_QUESTIONS TO ANSWER_
a: Answer these questions from the text on CNVer accuracy with less data, one answer per line:
(i) How many reads does the original data set contain?
(ii) What copy count concordance with McCarroll et al. (2008) is reported at 10% of the data?
(iii) How often is a read sampled, on average, when only 10% of the data is used?
b: Please write what follows the last sentence of the text on CNVer accuracy with less data.

_PAGE TEXT_
Accuracy with less data

The DOC signature and the accuracy of linking clusters are directly related to the number of reads in the data set. Since the 3.6 G reads in our data set are expensive to obtain, we tested the robustness of our method by generating subsampled datasets, each containing a certain percentage of the original mate pairs, and rerunning CNVer (Fig. 2C; Supplemental Table 6). While overall the performance declines with the reduction in mate pairs, the specificity (fraction of the nucleotides in our calls that overlap GSV variants) remains relatively high, even with only 2% of the data. The sensitivity (percentage of Kidd et al. 2008 calls that we overlap) stays high at 10% of the data but drops-off significantly after that, despite an increase in the number of bases called by CNVer. Our ability to accurately determine breakpoints drops off steadily, since missing linking clusters make it difficult to precisely identify the borders of variants. The copy count concordance with McCarroll et al.(2008) stays high, even with 10% of the data (65%), but drops significantly at 2% of the data (5%) (Supplemental Table 6; Supplemental Fig. 3). Overall, these numbers indicate that CNVer's performance remains good with only 10% of the data, corresponding to an average of one read sampled every nine bases.

_AVAILABLE DATA_
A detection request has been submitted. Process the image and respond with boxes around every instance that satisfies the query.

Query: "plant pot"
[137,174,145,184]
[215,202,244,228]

_RESPONSES_
a:
(i) 3.6 G reads.
(ii) 65%.
(iii) One read every nine bases.

b:
Comparison with previous methods

There have been two genome-wide HTS-based studies performed on NA18507, both with the same data set utilized in the study. Yoon et al. (2009) use a DOC-based algorithm to identify CNVs on chromosome 1, and Bentley et al. (2008) use a PEM-based approach to identify deletions, as discussed previously. Table 1 and Figure 2D directly compare the predictions generated by the three methods for chromosome 1.

Table 1.
Comparison against other methods

CNVer proved to be as sensitive as Yoon et al. (2009), with 82% (9/11) of Kidd et al. (2008) deletions recovered, while the total number of predictions was nearly three times smaller (435 vs. 1151). The lower specificity of Yoon et al. is also confirmed by comparing both datasets to GSV, with 73% of our calls (62% of our called bases) overlapping a GSV variant, and only 34% of Yoon et al.'s calls (54% of called bases) overlapping. Furthermore, the discrepancy between the call and base overlap percentages of Yoon et al. (34% vs. 54%) indicates that a large fraction of those calls that do not overlap GSV are short, and illustrates the difficulty of locating CNVs using the noisy DOC signal alone. The Bentley et al. (2008) method is more specific and has the fewest calls of the three methods (fourfold less than CNVer, 10-fold less than Yoon et al. 2009). However, of the 11 validated Kidd et al. deletions on chromosome 1, Bentley et al. only recover seven (64%).

Figure 2D summarizes the overlap of the predictions made via the three different approaches. There are a large number of calls made by each of the methods that are unique, likely due to the complementarity of the approaches, though some fraction is also due to false-positives. Another possible reason is that for CNVs that occur in non-unique regions of the genome, it is impossible to assign the location of the CNV to one of the regions. For the purposes of validation, CNVer picks one of the regions arbitrarily, and similar behavior by the other methods may lead to calls that correctly identify the same CNV without overlapping on the reference.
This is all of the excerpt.